Lugar do Caminho
Quase
findo o jantar, à horinha de pedir café & conta, o meu amigo Francisco
Botelho confidenciou-me: “Tenho leucemia.” Fora uma refeição divertida, aquela,
até ao momento da brutal revelação: ele aduzira ideias para um livro, planos
para a dinamização do roteiro camiliano em Ribeira de Pena, projectos
turístico-culturais – e eu, a cada convite seu para colaborar, tinha dito que
contasse (sempre) comigo.
Vinte
anos antes, quando cheguei à vila transmontana de Ribeira de Pena, os colegas
locais perguntavam-me com frequência: “Então? Já fizeste amigos aqui, Joaquim
Jorge?” Eu dava-lhes uma resposta honesta: “Já me dou com bastantes pessoas.
Mas um amigo, convenhamos, leva uns dez anos a fazer!”
Na
verdade, foi preciso menos tempo para me aproximar do Francisco Botelho:
primeiro, comecei a colaborar com o jornal que dirigia, o “Ecos da Ribeira”, escrevendo
uma croniqueta, genericamente chamada “Lugar do Caminho” (que era o nome do meu
endereço verdadeiro nesse primeiro ano de vida ribeirapenense); depois, ele
quis agradecer-me pessoalmente os escritos e eu descobri, na sua pessoa, um magnífico
cidadão do mundo, cultíssimo, generoso, cheio de sentido de humor, um pouco
snob na elegância do vestir e do falar. Era também vagamente descendente de
Camilo Castelo Branco e, talvez por isso (mas não só por isso), um dos mais
inteligentes e sábios cultores da literatura camiliana que pude conhecer.

→ **Objetivo**
No texto sobre Francisco Botelho, como se chamava o jornal que ele dirigia? A listagem que se segue é material à parte, sem ligação ao texto sobre Francisco Botelho.

→ **Dados brutos**
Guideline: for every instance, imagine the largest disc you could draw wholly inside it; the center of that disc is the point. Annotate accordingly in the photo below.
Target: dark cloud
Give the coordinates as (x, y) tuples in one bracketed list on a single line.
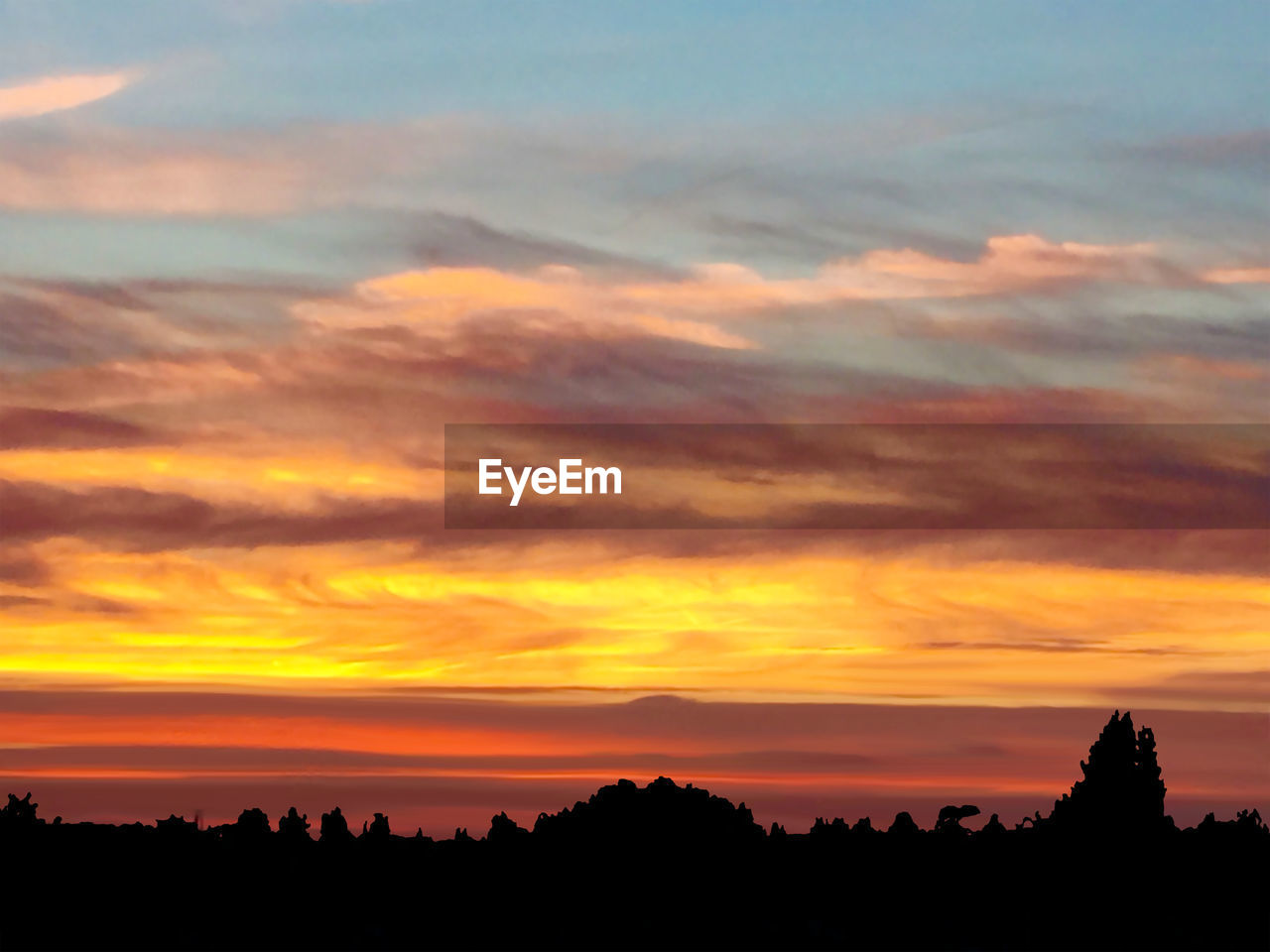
[(136, 520), (31, 426)]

→ **Resultado**
O jornal chamava-se "Ecos da Ribeira".